Labeled area outline entries
[start]

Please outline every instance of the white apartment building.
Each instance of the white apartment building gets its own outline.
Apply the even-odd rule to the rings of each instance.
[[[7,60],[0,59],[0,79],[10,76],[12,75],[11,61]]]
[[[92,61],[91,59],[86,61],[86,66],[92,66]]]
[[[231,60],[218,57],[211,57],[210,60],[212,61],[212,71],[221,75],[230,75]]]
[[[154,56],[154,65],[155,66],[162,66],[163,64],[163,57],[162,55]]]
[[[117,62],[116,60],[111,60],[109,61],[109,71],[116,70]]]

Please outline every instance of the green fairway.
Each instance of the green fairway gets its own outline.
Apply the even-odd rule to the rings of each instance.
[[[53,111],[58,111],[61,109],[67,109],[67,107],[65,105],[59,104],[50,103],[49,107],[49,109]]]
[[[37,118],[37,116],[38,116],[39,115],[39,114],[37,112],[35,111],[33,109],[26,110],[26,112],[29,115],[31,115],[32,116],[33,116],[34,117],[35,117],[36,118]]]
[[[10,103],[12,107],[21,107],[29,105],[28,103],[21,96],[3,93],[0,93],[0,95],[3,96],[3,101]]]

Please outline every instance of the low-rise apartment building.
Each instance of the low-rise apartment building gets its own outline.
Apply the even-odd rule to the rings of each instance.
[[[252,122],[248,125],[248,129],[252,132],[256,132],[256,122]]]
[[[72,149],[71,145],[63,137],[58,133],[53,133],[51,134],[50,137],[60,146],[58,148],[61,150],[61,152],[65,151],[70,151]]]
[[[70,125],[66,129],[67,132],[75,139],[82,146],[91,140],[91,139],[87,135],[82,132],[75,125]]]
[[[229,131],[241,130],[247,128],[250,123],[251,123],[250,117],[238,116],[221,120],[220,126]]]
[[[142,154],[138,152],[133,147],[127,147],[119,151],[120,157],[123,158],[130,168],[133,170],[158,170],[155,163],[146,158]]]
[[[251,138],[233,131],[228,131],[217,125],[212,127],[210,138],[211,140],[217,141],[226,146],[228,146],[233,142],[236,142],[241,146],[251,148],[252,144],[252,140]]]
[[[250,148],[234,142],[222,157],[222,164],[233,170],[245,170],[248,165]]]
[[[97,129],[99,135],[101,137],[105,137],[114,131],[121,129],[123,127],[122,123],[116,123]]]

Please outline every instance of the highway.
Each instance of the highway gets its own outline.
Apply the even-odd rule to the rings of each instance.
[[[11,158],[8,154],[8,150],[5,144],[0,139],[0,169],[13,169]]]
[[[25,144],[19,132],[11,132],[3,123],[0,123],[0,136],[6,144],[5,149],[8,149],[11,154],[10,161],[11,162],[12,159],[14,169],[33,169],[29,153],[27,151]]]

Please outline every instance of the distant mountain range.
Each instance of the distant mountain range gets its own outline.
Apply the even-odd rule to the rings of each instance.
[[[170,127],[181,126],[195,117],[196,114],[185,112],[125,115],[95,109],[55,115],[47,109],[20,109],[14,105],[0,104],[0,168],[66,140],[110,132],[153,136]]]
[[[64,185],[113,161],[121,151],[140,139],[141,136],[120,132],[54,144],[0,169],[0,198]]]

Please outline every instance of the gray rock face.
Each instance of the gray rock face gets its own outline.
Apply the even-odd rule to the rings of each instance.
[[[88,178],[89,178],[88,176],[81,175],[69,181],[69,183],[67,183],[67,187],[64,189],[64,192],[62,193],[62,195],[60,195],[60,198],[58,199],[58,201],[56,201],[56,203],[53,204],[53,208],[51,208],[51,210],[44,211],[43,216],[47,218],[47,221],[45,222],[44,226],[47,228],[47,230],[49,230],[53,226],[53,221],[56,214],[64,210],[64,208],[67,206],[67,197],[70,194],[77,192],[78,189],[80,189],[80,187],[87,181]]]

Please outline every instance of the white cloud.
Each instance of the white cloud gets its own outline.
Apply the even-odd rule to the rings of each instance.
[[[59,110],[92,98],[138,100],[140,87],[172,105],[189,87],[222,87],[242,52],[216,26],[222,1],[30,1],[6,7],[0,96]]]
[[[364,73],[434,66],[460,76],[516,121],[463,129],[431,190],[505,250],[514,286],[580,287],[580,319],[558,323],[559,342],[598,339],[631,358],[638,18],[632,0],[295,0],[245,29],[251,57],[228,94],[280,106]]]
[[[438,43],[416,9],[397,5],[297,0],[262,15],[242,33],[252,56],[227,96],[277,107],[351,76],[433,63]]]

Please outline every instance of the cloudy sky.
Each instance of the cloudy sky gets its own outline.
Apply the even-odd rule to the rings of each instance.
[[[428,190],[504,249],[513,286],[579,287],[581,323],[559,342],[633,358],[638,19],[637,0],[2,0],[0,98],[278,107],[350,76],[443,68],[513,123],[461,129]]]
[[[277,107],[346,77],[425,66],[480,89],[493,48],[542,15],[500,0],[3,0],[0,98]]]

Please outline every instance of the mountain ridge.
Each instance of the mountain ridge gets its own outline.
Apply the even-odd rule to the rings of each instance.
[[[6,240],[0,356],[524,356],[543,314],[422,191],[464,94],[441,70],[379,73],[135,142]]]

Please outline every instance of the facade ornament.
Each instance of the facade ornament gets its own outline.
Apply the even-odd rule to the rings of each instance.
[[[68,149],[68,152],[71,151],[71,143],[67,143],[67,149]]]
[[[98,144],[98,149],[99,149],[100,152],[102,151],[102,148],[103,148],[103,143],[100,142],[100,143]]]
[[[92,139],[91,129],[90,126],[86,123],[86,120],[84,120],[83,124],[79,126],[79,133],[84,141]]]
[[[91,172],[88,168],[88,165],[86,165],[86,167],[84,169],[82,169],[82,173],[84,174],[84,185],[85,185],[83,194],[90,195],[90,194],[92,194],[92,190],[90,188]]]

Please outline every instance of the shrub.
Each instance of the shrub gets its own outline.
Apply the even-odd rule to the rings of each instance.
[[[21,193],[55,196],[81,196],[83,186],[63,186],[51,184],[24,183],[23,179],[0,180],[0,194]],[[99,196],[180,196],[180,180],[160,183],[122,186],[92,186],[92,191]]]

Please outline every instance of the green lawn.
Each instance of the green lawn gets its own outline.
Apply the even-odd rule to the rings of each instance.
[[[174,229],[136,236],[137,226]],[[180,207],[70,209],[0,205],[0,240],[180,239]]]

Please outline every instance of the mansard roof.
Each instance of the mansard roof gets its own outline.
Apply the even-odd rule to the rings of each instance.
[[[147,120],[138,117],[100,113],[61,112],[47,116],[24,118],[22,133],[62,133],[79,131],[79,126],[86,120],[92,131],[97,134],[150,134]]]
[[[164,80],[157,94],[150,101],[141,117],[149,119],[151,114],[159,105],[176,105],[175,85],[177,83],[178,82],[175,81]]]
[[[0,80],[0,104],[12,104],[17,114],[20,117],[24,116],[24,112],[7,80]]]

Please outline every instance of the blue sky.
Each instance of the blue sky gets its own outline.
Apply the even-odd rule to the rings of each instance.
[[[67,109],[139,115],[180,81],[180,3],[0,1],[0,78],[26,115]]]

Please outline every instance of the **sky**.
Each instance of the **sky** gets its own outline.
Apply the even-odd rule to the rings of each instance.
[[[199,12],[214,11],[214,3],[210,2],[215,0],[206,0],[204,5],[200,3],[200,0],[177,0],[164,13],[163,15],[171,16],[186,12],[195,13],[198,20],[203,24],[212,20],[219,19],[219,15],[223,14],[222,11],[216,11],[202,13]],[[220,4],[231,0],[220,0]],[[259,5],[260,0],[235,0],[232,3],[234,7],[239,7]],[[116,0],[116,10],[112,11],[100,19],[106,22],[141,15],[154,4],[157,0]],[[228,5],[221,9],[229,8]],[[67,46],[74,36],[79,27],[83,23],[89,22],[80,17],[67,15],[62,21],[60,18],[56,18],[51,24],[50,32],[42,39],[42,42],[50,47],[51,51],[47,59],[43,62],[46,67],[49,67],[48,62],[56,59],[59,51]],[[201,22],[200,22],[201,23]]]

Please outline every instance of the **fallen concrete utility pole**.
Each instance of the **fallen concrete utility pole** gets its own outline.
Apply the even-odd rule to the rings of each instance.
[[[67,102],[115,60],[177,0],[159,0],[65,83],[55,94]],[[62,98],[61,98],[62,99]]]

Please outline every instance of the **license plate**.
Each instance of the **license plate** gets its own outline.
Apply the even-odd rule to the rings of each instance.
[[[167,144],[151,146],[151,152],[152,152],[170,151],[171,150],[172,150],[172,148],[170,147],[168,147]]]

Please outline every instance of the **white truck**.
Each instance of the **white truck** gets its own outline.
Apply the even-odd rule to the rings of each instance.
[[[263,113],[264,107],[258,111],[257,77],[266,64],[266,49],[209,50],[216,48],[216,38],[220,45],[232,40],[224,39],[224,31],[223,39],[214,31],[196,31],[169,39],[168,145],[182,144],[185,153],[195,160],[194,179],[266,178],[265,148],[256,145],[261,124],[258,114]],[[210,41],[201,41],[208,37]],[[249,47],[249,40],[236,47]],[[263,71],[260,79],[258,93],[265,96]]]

[end]

▸ **SET TASK**:
Repeat the lines verbatim, starting from the first line and going on through the line containing "[[[7,60],[0,59],[0,79],[10,76],[12,75],[11,61]]]". Include both of these lines.

▸ **SOLUTION BELOW**:
Please outline every instance of the white apartment building.
Each instance of the white apartment building gets its own outline.
Apply the even-odd rule to the rings of each instance.
[[[7,60],[0,59],[0,79],[10,76],[12,75],[11,61]]]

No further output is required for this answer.